## Begin Exercise material
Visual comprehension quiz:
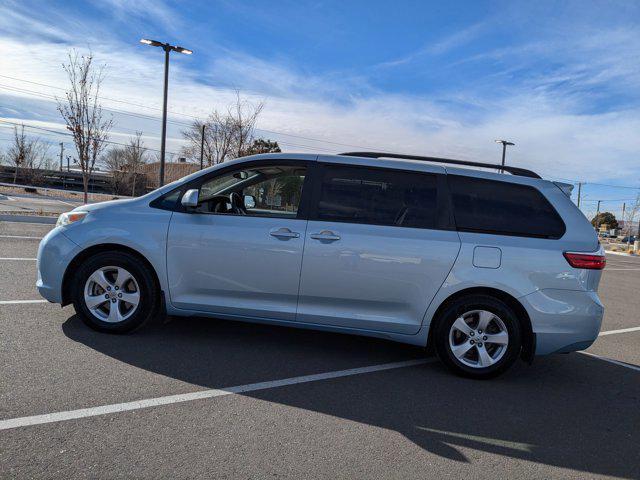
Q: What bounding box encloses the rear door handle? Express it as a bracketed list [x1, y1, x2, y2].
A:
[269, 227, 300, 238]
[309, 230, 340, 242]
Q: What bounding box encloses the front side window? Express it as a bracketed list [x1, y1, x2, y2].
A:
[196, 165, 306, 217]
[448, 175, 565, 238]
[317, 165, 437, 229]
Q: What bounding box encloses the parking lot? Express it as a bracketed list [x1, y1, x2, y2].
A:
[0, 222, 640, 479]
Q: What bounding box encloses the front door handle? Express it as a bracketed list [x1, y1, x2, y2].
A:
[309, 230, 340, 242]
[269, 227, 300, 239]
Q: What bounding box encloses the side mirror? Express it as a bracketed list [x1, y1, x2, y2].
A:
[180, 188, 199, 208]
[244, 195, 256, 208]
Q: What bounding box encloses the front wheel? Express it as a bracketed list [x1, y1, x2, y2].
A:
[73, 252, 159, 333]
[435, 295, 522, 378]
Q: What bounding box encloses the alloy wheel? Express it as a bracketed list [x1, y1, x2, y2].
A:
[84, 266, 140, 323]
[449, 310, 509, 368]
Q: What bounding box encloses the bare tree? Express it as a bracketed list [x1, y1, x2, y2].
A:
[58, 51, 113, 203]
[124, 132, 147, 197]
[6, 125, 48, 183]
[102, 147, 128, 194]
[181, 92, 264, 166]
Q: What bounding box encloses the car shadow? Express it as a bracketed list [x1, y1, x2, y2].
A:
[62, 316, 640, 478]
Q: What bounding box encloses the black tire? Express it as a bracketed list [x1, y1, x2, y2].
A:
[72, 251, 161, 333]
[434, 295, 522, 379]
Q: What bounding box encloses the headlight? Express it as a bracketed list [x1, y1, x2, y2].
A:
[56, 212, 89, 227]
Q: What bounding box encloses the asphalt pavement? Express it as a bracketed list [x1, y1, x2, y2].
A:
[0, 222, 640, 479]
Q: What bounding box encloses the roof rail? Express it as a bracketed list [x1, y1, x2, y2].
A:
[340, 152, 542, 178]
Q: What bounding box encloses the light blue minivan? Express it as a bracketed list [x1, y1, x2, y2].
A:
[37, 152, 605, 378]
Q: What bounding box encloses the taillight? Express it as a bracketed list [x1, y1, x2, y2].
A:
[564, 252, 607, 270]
## End Exercise material
◆ **Set exercise**
Please render everything from the start of the entries down to and including the line containing "[181, 92, 264, 166]" as a JSON list of strings, one string per line. Skip blank lines and leave the pictures out.

◆ **Response below**
[
  "Visual comprehension quiz:",
  "Q: What bounding box encloses the rear door handle? Express it as a bracketed list [x1, y1, x2, y2].",
  "A:",
  "[269, 227, 300, 238]",
  "[309, 230, 340, 242]",
  "Q: What bounding box encloses the front side window? Express it as a bracketed list [x1, y1, x2, y2].",
  "A:",
  "[196, 165, 306, 217]",
  "[448, 175, 565, 238]",
  "[317, 165, 437, 229]",
  "Q: What bounding box encloses the parking lot? Express it as a bracketed list [x1, y1, x2, y2].",
  "A:",
  "[0, 222, 640, 479]",
  "Q: What bounding box encloses the front door handle? Express it as a bracketed list [x1, y1, x2, y2].",
  "A:",
  "[309, 230, 340, 242]",
  "[269, 227, 300, 239]",
  "Q: What bounding box encloses the side mirror? Express it as a bracketed list [x1, y1, x2, y2].",
  "A:",
  "[180, 188, 199, 208]",
  "[244, 195, 256, 208]",
  "Q: What bounding box encloses the front wheel? Express it as a bracketed list [x1, y1, x2, y2].",
  "A:",
  "[73, 252, 159, 333]",
  "[435, 295, 522, 378]",
  "Q: What bounding box encloses the alloy wheel? Express it as a bracketed list [x1, y1, x2, y2].",
  "A:",
  "[84, 266, 140, 323]",
  "[449, 310, 509, 368]",
  "Q: What bounding box encloses the bare tree? Express it as a bracketed list [x1, y1, x2, y2].",
  "A:",
  "[58, 51, 113, 203]",
  "[124, 132, 147, 197]",
  "[6, 125, 48, 183]",
  "[102, 147, 128, 194]",
  "[181, 92, 264, 166]"
]